● To do: Exactly as written, please repeat the data that follows, but not the pictures.

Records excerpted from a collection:
====

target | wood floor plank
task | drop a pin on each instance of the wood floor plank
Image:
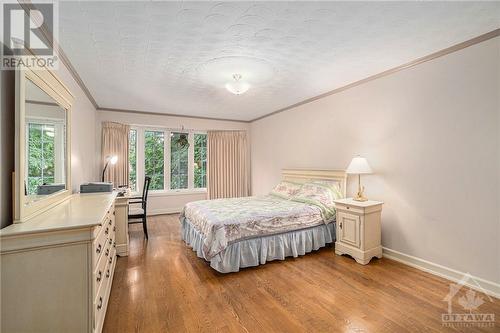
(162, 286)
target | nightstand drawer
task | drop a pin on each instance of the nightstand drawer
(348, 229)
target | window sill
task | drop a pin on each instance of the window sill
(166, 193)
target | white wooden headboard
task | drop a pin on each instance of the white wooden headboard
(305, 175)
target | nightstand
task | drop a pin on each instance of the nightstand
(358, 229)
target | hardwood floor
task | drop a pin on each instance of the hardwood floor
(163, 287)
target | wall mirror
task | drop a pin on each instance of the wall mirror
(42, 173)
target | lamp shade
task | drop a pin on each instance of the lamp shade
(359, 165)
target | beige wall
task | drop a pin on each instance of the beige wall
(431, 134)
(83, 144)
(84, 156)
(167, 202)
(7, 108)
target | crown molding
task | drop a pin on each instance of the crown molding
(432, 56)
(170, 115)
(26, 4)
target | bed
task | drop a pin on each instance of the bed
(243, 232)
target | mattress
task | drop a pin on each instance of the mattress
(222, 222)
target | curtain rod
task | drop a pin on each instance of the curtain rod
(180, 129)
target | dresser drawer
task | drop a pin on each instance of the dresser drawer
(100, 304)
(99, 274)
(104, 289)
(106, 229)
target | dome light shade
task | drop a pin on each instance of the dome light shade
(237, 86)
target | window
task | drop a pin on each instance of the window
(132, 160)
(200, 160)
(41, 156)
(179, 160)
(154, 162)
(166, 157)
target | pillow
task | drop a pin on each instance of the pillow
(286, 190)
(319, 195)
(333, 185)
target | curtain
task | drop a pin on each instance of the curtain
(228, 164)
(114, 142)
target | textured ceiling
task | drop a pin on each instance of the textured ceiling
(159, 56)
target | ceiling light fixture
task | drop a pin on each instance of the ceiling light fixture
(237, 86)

====

● Reply to the exercise:
target | wood floor plank
task | drop a pin on each instance of the wood floor plank
Image:
(162, 286)
target | nightstand drawer
task | drop a pin on each instance of the nightstand drawer
(348, 229)
target | window sill
task | drop a pin on each instance of the window sill
(166, 193)
target | white wooden headboard
task | drop a pin on each instance of the white wooden headboard
(305, 175)
target | nightstand
task | drop a pin on each instance of the nightstand
(358, 229)
target | hardwood floor
task | drop a pin on each instance of the hardwood floor
(163, 287)
target | wall mirror
task | drop a pin on each instance of the wall mirror
(42, 173)
target | lamp shade
task | drop a pin on each instance of the lamp shade
(359, 165)
target | beige wall
task | drop a pin on each instance of the beige wall
(431, 134)
(83, 144)
(84, 156)
(167, 202)
(7, 108)
target | crown molding
task | drop a pin on each instance of the crown molding
(432, 56)
(170, 115)
(26, 4)
target | bed
task | drop a pin on each instance of the bed
(243, 232)
target | mattress
task | drop a pin on each instance of the mattress
(222, 222)
target | curtain rod
task | drop a pin on each instance of the curtain rod
(180, 129)
target | dresser drawer
task | drop a pin on each instance of the dresser drawer
(100, 304)
(99, 274)
(104, 289)
(106, 229)
target | dome light shade
task | drop a pin on each instance of the dome light shade
(237, 86)
target | window
task | drop a pin on each instance of the window
(132, 160)
(200, 160)
(41, 156)
(179, 160)
(154, 162)
(166, 157)
target | pillow
task | drop a pin on each instance of the pillow
(286, 190)
(319, 195)
(333, 185)
target | curtain
task | drop a pin on each instance of the curtain
(228, 164)
(114, 142)
target | textured ceiling
task | drop a pin on each instance of the textured ceiling
(159, 56)
target | ceiling light fixture
task | drop a pin on each instance of the ceiling light fixture
(237, 86)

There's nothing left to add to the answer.